> **Exercise**: All of the data must be printed exactly; please include every line.

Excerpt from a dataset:
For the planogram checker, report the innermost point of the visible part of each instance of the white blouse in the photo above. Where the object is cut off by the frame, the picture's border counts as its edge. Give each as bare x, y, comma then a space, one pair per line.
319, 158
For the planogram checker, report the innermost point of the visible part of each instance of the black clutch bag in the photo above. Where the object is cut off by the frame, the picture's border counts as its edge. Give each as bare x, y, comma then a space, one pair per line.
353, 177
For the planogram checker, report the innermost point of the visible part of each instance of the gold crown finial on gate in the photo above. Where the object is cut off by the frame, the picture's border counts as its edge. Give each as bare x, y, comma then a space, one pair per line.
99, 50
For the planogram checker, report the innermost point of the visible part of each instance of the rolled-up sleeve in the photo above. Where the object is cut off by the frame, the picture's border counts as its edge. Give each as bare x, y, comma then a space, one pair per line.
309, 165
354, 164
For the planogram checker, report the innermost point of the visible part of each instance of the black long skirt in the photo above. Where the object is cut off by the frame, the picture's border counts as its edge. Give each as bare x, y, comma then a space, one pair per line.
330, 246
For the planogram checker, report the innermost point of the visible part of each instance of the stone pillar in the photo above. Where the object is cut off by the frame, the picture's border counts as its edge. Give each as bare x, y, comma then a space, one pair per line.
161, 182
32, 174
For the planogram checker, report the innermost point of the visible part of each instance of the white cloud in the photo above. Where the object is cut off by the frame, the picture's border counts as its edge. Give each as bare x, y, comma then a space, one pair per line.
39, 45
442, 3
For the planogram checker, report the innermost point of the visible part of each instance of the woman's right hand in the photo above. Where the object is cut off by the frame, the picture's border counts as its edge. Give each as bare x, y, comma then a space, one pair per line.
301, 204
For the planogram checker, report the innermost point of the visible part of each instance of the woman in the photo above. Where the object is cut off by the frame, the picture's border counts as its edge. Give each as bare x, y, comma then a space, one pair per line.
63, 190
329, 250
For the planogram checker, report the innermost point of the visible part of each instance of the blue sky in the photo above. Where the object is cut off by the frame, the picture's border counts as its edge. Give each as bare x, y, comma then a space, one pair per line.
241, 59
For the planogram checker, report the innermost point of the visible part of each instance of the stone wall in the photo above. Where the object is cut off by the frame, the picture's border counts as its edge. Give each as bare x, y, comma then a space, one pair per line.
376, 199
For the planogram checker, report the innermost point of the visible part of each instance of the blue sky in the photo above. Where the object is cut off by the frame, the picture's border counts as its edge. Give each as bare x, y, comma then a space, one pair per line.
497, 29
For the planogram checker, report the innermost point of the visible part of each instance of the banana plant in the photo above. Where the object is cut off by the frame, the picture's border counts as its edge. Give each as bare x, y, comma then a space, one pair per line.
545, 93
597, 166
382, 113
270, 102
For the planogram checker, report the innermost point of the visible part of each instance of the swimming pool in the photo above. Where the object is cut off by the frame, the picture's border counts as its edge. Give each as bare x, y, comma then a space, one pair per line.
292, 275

> **The reply**:
For the planogram checker, report the innermost point of the visible part of each instance of the white blouse in the photo above. Where the object is cut off by the frame, the picture's border counts as its edge. Give each as bare x, y, comma then a space, one pair per line.
319, 158
For the planogram checker, report the innermost point of the visible part of each instance of the black clutch bag in the photo above. Where the object is cut off by the frame, the picture's border counts as its edge. Give each as bare x, y, comma then a space, one pair per line.
353, 177
For the planogram checker, report the innermost point of the visible part of each instance of the gold crown finial on gate in the photo above. Where the object is cut off by the frame, the picture's border counts as its edge. Give each as bare x, y, comma then a space, one pair per line.
99, 50
For the planogram checker, report the innermost point of the visible part of each instance of the rolled-up sleeve in the photo above. Where the object is cut off by the frame, the picture's border counts as its edge. Give each as bare x, y, comma then a space, one pair per line.
309, 165
354, 164
For the planogram checker, report the innermost point of the visible part of each instance of the black long skirt in the photo above. Where the object is cut off by the frame, the picture's border counts as its edge. Give each as bare x, y, comma then a space, one pair per line.
330, 246
For the planogram checker, report the innermost point of the visible part of each instance of the stone pillar in the photo above. Where the object is cut off by the frame, the picture's border counts as its edge. Give each as bare x, y, comma then a space, one pair per line.
161, 182
32, 174
For the planogram checker, report the innermost point of the visible part of each instance of the white cloud in the photo above. Where the object is cut off by the frame, the picture's border counts as its edge. Give each as bare x, y, comma then a space, one pair per line.
39, 45
442, 3
For the planogram checker, report the innermost point of the visible part of each instance of the woman's right hand in the photo above. Where the object is cut off by the frame, the picture's border counts as its edge. Give each as bare x, y, comma then a space, one pair per line.
301, 204
For the planogram checker, report the innermost point of the visible part of each instance of the woman in the photo above. Where the object is cut off by the frame, the picture's border counts as its edge. Give each as bare x, y, comma then a space, one pair per line.
63, 190
329, 250
For the planogram checker, report the innermost point of the visible part of each instance of the blue sky in the photo above. Where the object is cut off by the frame, the picture's border counts as its edge. Give each as bare x, y, comma then a space, one pair per line.
241, 59
For the planogram checker, report the innermost point of the visible part of each instance of the stone wall in the photo above. Where the object is cut off by the frame, the picture's border counts as its edge. Give each as bare x, y, comma then a space, one pair per line.
376, 199
For the planogram checker, report the innermost point of the visible part of each instance of the blue sky in the photo above. Where the object is cut off by the frame, the picture's border counts as its edge. Give each as bare x, y, comma then a space, one pair per line.
497, 29
For the planogram checker, report the innermost point of the visible part of each instance of the banana plant in the photo above. Where the object is cut off by the frame, the picture's border counts as its edge. Give each as bare x, y, comma then a space, one pair per line.
545, 93
597, 166
382, 113
270, 102
For the planogram checker, report the innermost point of the visible part of each instance of the swimming pool in the photo above. Where the object is cut off by the frame, the picture's border counts as its edge. Give each as bare x, y, comma then a space, one pair per line.
292, 275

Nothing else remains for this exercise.